EXTRAIT DU DOCUMENT:
Le Journal de Winslow est donc la maîtresse pièce qui a permis de reconstituer le récit même de la déportation et de bien mesurer les proportions des premiers actes de la Tragédie Acadienne. Il y en a eu plusieurs, en effet. Ce serait une grande erreur de s’imaginer que, la proscription accomplie, fut-ce dans les conditions les plus épouvantables, les déracinés aient été mis à même de se refaire, en de nouveaux entours, une existence convenable, de se recomposer une vie qui, sans avoir, certes, les grâces de l’ancienne, leur eût encore offert quelques éléments de bonheur. Il semble que ce soit là le vœu que Lawrence ait formé pour eux, à la fin de la circulaire par laquelle il informait les gouverneurs des diverses provinces royales, du bannissement des neutres français.[1] Or, étant donné ce que nous savons de la réception qui leur fut faite, et que Lawrence ne pouvait pas ne pas prévoir avec certitude, ce souhait, de sa part, n’est pas le fruit de l’ignorance de l’état d’esprit puritain et sectaire des milieux où il allait semer les victimes de sa politique sans entrailles, il n’est pas non plus le fruit d’une ironie, si amère qu’on la suppose : il est simplement la manifestation d’une hypocrisie grossière et bien digne de ce personnage. Lawrence savait parfaitement le genre d’accueil qui attendait les Acadiens, mais il n’a pas voulu se refuser le plaisir de leur souhaiter succès et prospérité dans la carrière que leur ouvrait son décret d’expulsion. Ne faut-il pas toujours observer les lois de l’étiquette officielle ? Un peu d’eau bénite de cour, cela fait si bien, même par dessus une monstruosité. Et donc la déportation, loin d’être un épisode accidentel qui a interrompu un moment des destinées qui devaient vite se reprendre, fut en réalité un sombre prologue : le drame horrible devait se dérouler pendant des années et des années, à travers une infinité de péripéties qui donnent le frisson. Et de même que, pour les scènes premières, nous avons dans Winslow une source d’information extrêmement précieuse, les archives de divers États ont gardé les pièces relatives aux infortunés qui furent débarqués sur les plages en 1755, 1756 et au-delà, et qui furent reçus à contre-cœur, humiliés, maltraités, considérés comme des êtres dangereux, confiés à l’assistance publique qui leur distribua avec parcimonie ses secours, quand elle ne les leur refusa pas complètement, souvent emprisonnés, fouettés. À Boston, particulièrement, il y a deux énor-

  1. « …It was judged a necessary and the only practicable measure to divide them among the Colonies where they may be of some use, as most of them are healthy strong people… and they may become profitable, and it is possible, in time, faithful subjects ». — Geo. Lawrence to the governors on the Continent, Halifax, 11 Aug. 1755. — N. S. D., p. 278.

CONSIGNE:
Dans l'extrait sur la déportation des Acadiens :
(a) Quelle pièce a permis de reconstituer le récit même de la déportation ?
(b) D'après la note, de quelle ville et à quelle date Lawrence a-t-il écrit aux gouverneurs ?
(c) En quelles années les infortunés furent-ils débarqués sur les plages ?

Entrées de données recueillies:
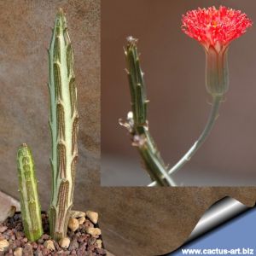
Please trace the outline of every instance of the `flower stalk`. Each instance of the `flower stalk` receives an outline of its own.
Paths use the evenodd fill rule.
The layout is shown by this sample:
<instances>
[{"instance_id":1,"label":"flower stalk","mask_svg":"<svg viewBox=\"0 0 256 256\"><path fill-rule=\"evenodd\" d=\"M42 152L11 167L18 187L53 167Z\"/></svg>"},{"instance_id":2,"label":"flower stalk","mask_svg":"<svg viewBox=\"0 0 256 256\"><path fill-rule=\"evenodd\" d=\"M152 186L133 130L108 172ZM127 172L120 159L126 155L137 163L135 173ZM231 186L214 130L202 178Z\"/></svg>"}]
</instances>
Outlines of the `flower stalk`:
<instances>
[{"instance_id":1,"label":"flower stalk","mask_svg":"<svg viewBox=\"0 0 256 256\"><path fill-rule=\"evenodd\" d=\"M185 15L183 15L182 21L182 30L183 31L183 32L189 37L197 40L204 47L206 52L206 87L207 92L212 97L212 107L208 118L208 121L198 140L181 158L181 160L174 166L167 171L167 174L170 175L170 179L171 175L175 172L180 170L191 159L191 157L195 154L195 152L200 148L200 147L203 144L203 143L209 136L218 116L220 104L229 89L227 55L230 43L232 40L241 36L247 31L247 28L252 26L252 20L249 20L245 14L242 14L239 10L234 10L224 6L220 6L218 9L217 9L213 6L208 9L199 8L196 10L188 11ZM138 112L138 110L140 110L140 108L144 108L146 109L146 107L144 107L142 102L137 101L137 95L139 94L136 94L136 85L142 88L143 88L144 85L142 86L142 84L143 84L143 79L136 80L136 79L137 79L140 78L140 72L136 72L135 74L133 74L132 69L131 68L132 65L135 67L137 67L137 65L139 65L139 61L136 55L135 60L137 60L137 62L134 61L133 64L133 62L129 59L129 48L132 44L134 44L134 39L132 38L131 38L131 43L128 44L127 51L125 51L125 54L127 55L128 67L130 67L130 70L128 70L127 73L130 81L131 96L132 100L132 114L133 116L135 116L135 118L133 119L131 119L131 120L129 121L128 119L128 123L123 125L128 128L131 135L133 135L132 138L134 139L136 136L140 136L140 131L137 129L137 125L139 123L137 123L137 120L136 115L137 115L139 113L146 113L146 110L145 112ZM132 65L131 65L131 63ZM136 68L134 69L136 70ZM135 79L132 78L132 76ZM143 88L143 91L144 90L145 88ZM143 96L139 95L138 98L140 97L144 100ZM143 102L145 102L145 101L143 101ZM147 119L145 118L143 119L143 121L146 122L147 124ZM146 131L143 133L143 137L139 137L139 145L144 145L144 142L150 142L150 138L149 140L148 140L148 137L145 136L146 132L148 132L148 126L145 125L145 123L142 123L138 127L140 127L140 130L142 131L143 127L147 128L145 129ZM148 148L148 147L146 148ZM153 149L154 148L153 147ZM150 150L148 150L146 152L149 153ZM157 152L157 156L160 156L159 152ZM148 166L145 165L147 168L150 169L148 172L154 172L154 171L153 171L153 166L148 165L148 156L142 154L142 153L141 155L144 160L144 162L148 164ZM163 160L161 158L156 159L158 160L157 163L163 164ZM162 166L163 169L166 171L165 166ZM165 175L163 175L163 173ZM163 172L161 174L162 176L160 178L162 178L163 180L166 179L167 176L166 175L166 172ZM156 186L159 184L162 185L159 179L160 175L161 174L158 172L158 179L153 181L148 186ZM155 177L152 176L152 178L154 179L155 178ZM171 180L172 181L172 179Z\"/></svg>"},{"instance_id":2,"label":"flower stalk","mask_svg":"<svg viewBox=\"0 0 256 256\"><path fill-rule=\"evenodd\" d=\"M49 49L52 189L50 236L66 236L73 201L79 115L73 55L62 9L56 15Z\"/></svg>"}]
</instances>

EXERCICE CORRIGÉ:
(a) Le Journal de Winslow.
(b) D'Halifax, le 11 août 1755.
(c) En 1755, en 1756 et au-delà.